Task prompt: Within the records below, how many lines contain "stands"? The answer is that number alone.

○ ○ ○ ○ ○

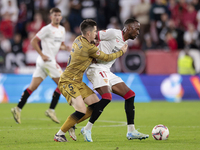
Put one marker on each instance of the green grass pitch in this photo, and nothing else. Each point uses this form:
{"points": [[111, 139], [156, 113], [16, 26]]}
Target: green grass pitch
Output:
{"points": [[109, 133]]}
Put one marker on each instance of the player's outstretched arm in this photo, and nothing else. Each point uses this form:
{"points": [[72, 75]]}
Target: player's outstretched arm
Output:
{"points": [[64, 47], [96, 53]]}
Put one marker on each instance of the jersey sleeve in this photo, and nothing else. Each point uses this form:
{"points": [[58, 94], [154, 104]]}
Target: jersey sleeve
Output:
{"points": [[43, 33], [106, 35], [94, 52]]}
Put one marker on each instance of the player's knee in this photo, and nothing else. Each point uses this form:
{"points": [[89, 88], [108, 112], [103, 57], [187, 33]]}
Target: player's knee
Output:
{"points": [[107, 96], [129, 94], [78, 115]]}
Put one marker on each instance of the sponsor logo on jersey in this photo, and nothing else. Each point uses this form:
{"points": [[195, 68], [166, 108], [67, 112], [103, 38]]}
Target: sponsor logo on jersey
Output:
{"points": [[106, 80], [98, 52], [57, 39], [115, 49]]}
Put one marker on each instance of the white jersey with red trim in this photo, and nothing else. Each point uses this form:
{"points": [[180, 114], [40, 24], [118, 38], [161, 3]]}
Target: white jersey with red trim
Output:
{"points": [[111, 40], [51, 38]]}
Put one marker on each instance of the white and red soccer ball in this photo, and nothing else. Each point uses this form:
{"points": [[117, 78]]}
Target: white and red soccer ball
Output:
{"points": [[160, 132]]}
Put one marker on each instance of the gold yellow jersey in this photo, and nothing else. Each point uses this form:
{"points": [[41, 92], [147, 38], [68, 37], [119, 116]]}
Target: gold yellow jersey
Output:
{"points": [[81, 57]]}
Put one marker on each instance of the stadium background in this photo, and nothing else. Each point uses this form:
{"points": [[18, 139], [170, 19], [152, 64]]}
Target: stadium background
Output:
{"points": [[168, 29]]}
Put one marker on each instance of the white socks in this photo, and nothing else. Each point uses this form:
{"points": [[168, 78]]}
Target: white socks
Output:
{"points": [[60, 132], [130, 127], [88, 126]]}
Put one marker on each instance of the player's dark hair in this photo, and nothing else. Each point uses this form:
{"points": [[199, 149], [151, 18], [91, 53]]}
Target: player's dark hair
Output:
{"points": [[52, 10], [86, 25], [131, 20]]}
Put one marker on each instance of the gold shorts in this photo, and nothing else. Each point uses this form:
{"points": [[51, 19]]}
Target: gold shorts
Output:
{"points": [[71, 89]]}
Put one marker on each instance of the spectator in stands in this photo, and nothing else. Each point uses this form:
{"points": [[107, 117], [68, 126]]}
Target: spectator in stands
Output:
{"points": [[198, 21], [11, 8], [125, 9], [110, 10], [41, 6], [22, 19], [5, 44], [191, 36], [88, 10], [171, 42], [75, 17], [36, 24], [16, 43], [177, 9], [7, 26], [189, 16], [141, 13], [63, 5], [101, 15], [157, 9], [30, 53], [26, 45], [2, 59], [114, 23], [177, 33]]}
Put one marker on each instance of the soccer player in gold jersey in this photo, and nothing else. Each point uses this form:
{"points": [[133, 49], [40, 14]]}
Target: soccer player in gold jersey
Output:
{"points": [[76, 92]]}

○ ○ ○ ○ ○

Result below: 2